§ AIM OF THE TASK: Reproduce word for word the part of the text on the German stem cell patent ruling that runs from "While apparently applying" up to and including "not in Germany.".

§ PROVIDED TEXT:
┌──

Given such a comprehensive ban on patenting, many may be surprised to learn that the German court upheld, at least in part, Oliver Brüstle's patent to isolated and purified neural precursor cells, processes for their production from embryonic stem (ES) cells and the use of neural precursor cells for the treatment of neural defects.

While apparently applying the CJEU decision in full and restricting the scope of Brüstle's patent, the German Federal High Court fully exploited the narrow sliver of discretion that had been granted to it: to determine whether the pluripotent ES cells that are ultimately derived from 'human embryos' (in this case, blastocyst) should themselves to be classed as 'human embryos'.

In exercising its discretion, the Federal Court held that it was necessary to consider whether the entity under consideration was capable of developing into a person. Blastocysts are capable; as are ES cells. However, in vitro ES cells would be incapable of such development without significant intervention. They cannot develop under their own steam. On this basis, the Federal Court held that ES cells are not 'human embryos' for patent purposes; at least not in Germany.

└──

§ LISTED ENTRIES:
┌──

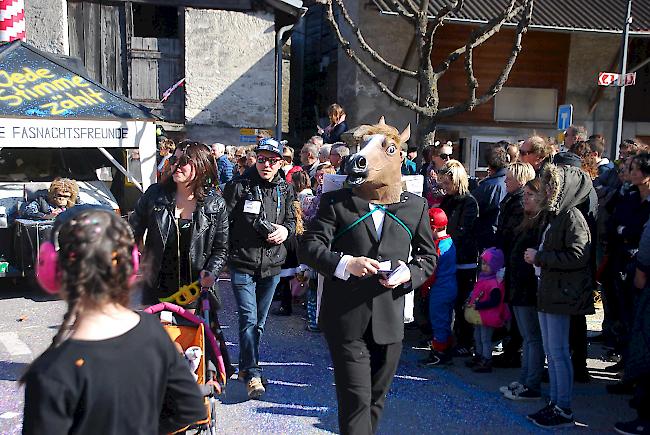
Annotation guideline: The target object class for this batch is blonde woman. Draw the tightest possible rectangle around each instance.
[496,162,535,258]
[438,160,478,357]
[318,103,348,143]
[492,162,541,367]
[22,178,79,219]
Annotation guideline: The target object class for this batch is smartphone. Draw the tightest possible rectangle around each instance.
[377,269,396,280]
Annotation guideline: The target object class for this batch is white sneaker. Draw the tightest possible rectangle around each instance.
[246,378,266,399]
[499,381,526,394]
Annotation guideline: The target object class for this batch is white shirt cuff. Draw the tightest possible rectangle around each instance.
[334,255,352,281]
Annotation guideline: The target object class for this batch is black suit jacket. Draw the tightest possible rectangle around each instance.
[299,189,437,344]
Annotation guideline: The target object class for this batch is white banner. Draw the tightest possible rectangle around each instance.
[0,118,156,149]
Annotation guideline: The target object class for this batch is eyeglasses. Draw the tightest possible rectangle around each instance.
[257,156,282,166]
[169,154,191,166]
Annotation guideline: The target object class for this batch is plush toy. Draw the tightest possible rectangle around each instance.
[185,346,203,381]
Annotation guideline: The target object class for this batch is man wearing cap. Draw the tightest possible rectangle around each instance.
[223,138,296,399]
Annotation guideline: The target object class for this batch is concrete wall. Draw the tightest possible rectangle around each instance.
[185,8,275,143]
[566,33,621,150]
[25,0,69,54]
[338,2,417,130]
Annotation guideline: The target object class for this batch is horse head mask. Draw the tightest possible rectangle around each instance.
[345,116,411,204]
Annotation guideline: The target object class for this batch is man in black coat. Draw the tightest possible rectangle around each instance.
[299,129,436,435]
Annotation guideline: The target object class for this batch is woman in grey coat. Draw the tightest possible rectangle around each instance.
[524,165,594,427]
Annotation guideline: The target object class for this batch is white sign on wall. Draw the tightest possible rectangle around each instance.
[0,118,156,148]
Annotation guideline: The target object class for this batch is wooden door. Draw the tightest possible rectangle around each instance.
[129,37,185,123]
[68,0,185,123]
[68,1,128,95]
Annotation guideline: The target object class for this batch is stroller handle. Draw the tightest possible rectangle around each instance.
[144,302,226,383]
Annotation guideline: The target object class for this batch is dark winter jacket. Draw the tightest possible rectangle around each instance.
[129,183,228,288]
[535,165,594,315]
[223,166,296,278]
[440,193,479,264]
[624,221,650,381]
[505,223,544,307]
[494,188,524,259]
[472,168,507,252]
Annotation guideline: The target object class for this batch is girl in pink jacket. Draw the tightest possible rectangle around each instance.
[467,248,510,373]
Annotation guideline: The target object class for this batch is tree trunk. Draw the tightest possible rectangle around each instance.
[416,115,436,170]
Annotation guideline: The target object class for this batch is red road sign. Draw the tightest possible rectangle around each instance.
[598,72,636,86]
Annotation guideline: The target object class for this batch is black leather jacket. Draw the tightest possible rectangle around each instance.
[129,184,228,288]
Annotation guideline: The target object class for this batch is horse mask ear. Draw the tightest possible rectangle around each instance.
[399,124,411,143]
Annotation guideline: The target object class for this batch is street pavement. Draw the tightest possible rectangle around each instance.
[0,276,635,435]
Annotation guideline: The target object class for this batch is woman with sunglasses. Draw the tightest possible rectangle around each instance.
[129,142,228,309]
[438,160,478,357]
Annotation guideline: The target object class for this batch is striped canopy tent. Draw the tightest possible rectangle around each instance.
[0,0,25,42]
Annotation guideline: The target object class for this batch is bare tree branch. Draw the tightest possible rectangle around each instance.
[434,0,534,119]
[434,0,530,76]
[424,0,465,59]
[335,0,417,78]
[465,43,478,110]
[327,0,433,117]
[400,0,420,16]
[391,0,415,19]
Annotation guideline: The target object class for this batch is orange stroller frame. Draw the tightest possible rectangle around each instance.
[144,302,227,434]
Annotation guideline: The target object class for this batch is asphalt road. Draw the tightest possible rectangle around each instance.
[0,277,635,435]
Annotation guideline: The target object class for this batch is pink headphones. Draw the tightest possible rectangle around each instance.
[36,205,140,294]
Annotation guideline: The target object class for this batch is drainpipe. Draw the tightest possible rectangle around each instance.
[275,8,307,141]
[612,0,632,161]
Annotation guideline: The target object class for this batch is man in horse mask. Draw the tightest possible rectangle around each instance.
[299,119,436,435]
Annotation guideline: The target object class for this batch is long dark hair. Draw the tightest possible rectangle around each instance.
[19,208,135,384]
[515,177,546,233]
[163,142,219,201]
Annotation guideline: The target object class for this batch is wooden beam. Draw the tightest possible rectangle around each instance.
[93,0,252,11]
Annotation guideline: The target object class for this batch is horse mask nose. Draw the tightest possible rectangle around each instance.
[344,134,386,186]
[345,154,368,186]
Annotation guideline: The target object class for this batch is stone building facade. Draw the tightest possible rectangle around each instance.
[25,0,302,145]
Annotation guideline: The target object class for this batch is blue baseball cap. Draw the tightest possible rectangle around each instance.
[255,137,284,157]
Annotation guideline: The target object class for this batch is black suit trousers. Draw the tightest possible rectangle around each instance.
[325,321,402,435]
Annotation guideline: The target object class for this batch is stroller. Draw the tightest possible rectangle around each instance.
[145,299,234,435]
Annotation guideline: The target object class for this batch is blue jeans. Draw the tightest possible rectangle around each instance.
[537,313,573,408]
[512,305,544,391]
[474,325,494,361]
[429,285,456,344]
[230,269,280,380]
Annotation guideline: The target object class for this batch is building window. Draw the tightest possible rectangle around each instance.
[494,88,557,124]
[133,3,179,39]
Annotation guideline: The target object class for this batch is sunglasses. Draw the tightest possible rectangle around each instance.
[257,156,283,166]
[169,154,191,166]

└──

§ SOLUTION FOR THIS EXERCISE:
While apparently applying the CJEU decision in full and restricting the scope of Brüstle's patent, the German Federal High Court fully exploited the narrow sliver of discretion that had been granted to it: to determine whether the pluripotent ES cells that are ultimately derived from 'human embryos' (in this case, blastocyst) should themselves to be classed as 'human embryos'.

In exercising its discretion, the Federal Court held that it was necessary to consider whether the entity under consideration was capable of developing into a person. Blastocysts are capable; as are ES cells. However, in vitro ES cells would be incapable of such development without significant intervention. They cannot develop under their own steam. On this basis, the Federal Court held that ES cells are not 'human embryos' for patent purposes; at least not in Germany.